WHAT IS BEING ASKED:
The line containing "For the benchmark, spot each instance of the white work" and every line after it, through the last, are to be extracted exactly; no other lines belong in the answer.

(Saved data entries)
☆ ☆ ☆ ☆

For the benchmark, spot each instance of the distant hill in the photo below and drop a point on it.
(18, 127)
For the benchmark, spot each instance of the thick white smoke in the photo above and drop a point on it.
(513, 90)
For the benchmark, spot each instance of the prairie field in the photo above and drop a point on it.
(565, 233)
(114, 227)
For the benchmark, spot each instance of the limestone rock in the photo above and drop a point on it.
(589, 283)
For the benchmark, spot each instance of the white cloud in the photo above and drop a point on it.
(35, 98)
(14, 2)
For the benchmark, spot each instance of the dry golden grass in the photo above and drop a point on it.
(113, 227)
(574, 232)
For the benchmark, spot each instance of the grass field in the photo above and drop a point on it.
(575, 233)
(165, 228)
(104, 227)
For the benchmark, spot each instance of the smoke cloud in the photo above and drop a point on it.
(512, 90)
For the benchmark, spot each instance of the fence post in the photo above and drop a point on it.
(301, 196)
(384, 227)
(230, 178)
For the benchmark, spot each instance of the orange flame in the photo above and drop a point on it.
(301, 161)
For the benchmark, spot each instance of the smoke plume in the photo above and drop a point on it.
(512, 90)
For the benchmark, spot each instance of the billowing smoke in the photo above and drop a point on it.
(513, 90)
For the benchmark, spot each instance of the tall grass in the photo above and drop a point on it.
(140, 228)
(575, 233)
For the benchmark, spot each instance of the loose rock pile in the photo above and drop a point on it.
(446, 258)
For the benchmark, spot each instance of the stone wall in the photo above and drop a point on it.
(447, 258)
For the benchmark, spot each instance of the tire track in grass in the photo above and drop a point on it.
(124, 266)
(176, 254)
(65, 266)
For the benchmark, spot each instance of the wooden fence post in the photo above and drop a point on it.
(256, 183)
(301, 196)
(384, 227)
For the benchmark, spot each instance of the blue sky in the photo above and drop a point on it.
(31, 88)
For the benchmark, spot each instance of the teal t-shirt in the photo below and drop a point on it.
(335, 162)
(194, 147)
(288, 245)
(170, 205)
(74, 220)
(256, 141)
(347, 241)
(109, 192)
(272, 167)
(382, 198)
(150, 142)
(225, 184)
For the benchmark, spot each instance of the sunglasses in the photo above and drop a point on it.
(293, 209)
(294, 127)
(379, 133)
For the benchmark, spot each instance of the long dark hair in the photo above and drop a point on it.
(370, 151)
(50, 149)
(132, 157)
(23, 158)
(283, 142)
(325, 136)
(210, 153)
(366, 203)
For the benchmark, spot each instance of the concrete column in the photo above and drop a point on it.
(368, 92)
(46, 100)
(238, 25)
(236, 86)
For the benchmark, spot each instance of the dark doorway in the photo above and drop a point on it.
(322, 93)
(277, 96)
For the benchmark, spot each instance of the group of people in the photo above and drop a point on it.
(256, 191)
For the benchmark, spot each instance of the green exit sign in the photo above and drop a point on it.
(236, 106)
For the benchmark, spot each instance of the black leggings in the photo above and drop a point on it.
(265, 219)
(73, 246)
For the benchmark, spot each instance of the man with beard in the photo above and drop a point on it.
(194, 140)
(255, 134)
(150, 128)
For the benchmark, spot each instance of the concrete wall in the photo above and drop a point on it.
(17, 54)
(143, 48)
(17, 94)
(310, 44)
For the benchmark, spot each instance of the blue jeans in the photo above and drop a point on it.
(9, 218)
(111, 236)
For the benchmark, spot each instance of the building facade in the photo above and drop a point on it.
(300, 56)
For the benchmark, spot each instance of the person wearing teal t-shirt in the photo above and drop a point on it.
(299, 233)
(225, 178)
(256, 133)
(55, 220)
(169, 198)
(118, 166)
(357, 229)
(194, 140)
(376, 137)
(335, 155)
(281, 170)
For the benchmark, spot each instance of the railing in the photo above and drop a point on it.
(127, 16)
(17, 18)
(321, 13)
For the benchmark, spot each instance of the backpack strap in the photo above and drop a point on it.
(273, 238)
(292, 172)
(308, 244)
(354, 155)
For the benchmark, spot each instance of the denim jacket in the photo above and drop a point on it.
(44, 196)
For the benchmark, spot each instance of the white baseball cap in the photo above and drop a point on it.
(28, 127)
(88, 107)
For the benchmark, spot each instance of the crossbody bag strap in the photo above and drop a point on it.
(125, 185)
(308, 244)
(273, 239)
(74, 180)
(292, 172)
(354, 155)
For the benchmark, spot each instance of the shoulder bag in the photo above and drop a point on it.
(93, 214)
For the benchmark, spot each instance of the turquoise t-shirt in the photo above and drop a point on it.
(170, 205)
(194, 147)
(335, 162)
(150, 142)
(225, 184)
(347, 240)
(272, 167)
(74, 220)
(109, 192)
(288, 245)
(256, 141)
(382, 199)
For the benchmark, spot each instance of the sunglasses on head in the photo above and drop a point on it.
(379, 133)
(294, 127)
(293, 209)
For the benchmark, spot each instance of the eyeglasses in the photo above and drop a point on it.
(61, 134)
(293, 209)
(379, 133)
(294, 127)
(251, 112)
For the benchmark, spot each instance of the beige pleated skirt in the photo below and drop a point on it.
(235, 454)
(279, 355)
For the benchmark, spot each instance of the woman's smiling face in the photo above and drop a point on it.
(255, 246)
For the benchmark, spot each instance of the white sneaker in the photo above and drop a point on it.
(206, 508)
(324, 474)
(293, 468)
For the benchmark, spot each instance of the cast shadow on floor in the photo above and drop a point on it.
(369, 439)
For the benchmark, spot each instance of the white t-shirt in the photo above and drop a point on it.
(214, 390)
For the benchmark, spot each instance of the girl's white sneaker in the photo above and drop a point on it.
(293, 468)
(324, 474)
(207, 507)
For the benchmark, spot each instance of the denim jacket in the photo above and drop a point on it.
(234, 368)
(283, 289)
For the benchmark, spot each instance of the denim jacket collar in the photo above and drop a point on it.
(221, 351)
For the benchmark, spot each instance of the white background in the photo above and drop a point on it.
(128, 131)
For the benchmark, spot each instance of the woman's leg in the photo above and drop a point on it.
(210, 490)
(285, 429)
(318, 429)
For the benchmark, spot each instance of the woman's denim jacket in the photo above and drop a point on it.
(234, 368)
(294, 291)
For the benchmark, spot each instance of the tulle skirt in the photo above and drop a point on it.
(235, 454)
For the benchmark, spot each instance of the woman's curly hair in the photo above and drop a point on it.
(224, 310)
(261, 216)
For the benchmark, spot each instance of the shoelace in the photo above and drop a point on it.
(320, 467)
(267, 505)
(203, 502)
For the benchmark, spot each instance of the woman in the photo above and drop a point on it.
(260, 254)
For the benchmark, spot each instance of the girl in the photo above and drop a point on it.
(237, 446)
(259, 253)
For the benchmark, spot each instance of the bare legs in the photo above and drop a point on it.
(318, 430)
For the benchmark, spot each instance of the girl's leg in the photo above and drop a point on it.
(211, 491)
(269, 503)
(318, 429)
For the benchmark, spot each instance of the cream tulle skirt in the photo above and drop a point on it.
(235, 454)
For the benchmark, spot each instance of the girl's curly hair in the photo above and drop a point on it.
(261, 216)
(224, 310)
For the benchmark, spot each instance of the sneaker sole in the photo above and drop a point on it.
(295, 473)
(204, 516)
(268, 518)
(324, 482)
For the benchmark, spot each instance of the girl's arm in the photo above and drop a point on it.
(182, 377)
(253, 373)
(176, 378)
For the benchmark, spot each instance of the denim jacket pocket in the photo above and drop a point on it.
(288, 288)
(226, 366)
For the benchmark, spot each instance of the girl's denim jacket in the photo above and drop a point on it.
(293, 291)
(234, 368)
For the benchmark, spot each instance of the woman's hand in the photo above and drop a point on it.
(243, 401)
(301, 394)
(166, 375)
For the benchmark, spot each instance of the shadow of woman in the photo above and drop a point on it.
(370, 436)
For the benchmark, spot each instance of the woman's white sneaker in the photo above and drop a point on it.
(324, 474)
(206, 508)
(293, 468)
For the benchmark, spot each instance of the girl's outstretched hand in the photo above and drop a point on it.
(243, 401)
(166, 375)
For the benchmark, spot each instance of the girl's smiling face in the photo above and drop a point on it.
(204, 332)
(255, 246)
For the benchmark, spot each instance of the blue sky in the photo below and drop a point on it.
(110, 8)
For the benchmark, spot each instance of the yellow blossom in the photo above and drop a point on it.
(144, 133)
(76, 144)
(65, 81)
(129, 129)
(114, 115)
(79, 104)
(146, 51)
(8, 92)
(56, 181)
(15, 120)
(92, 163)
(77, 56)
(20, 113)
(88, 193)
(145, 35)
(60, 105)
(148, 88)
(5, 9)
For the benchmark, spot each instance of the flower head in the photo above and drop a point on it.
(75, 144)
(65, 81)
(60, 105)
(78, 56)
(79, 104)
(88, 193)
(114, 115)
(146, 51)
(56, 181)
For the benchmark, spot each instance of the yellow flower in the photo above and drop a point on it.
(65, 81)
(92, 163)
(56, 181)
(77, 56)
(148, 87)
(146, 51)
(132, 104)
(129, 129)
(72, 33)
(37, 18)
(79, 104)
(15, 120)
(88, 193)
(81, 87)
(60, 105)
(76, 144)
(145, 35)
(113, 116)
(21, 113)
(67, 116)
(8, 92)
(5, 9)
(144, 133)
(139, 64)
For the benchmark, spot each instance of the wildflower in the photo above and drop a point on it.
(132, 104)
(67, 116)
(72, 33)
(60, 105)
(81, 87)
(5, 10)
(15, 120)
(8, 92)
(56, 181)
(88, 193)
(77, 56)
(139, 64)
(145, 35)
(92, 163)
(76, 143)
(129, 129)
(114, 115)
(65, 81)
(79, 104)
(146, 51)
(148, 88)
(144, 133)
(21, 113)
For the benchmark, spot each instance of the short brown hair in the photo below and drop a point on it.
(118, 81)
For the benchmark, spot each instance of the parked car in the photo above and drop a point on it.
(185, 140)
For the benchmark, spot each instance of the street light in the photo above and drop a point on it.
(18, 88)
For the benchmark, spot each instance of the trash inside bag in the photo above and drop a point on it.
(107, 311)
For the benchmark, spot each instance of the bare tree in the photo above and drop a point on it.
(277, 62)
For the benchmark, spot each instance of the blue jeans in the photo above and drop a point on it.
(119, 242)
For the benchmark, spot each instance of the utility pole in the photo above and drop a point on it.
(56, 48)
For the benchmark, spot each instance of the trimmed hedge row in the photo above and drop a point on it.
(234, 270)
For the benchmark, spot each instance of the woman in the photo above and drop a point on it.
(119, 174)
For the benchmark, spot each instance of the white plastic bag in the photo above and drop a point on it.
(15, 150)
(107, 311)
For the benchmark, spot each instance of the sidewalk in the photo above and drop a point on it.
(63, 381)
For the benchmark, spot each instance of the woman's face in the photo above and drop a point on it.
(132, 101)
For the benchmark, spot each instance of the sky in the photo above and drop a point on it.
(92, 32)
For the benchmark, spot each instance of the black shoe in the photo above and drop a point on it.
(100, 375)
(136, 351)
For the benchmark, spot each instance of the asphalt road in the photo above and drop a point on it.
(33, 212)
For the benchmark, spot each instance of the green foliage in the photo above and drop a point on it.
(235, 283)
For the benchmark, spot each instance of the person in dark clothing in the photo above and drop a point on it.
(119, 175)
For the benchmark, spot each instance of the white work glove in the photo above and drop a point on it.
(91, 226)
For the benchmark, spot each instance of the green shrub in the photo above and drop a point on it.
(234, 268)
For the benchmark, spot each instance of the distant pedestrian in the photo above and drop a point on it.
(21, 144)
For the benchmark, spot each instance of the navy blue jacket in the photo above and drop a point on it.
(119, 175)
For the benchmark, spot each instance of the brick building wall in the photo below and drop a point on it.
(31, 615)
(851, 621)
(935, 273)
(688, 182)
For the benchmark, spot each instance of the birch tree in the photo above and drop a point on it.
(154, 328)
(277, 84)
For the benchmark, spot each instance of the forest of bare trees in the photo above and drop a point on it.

☆ ☆ ☆ ☆

REPLY:
For the benchmark, spot each instance of the white work glove in the photo above and drop a point on it.
(91, 226)
For the benchmark, spot each instance of the green shrub in the photo above and drop a point on it.
(234, 268)
For the benchmark, spot each instance of the distant pedestrian in the photo above and drop a point on it.
(21, 144)
For the benchmark, spot each instance of the navy blue jacket in the photo above and drop a point on it.
(119, 175)
For the benchmark, spot each instance of the brick building wall in the photo below and drop a point on it.
(31, 615)
(851, 621)
(935, 273)
(688, 182)
For the benchmark, spot each instance of the birch tree in the photo above and drop a point on it.
(154, 328)
(277, 84)
For the benchmark, spot each instance of the forest of bare trees in the photo above and drop a point on it.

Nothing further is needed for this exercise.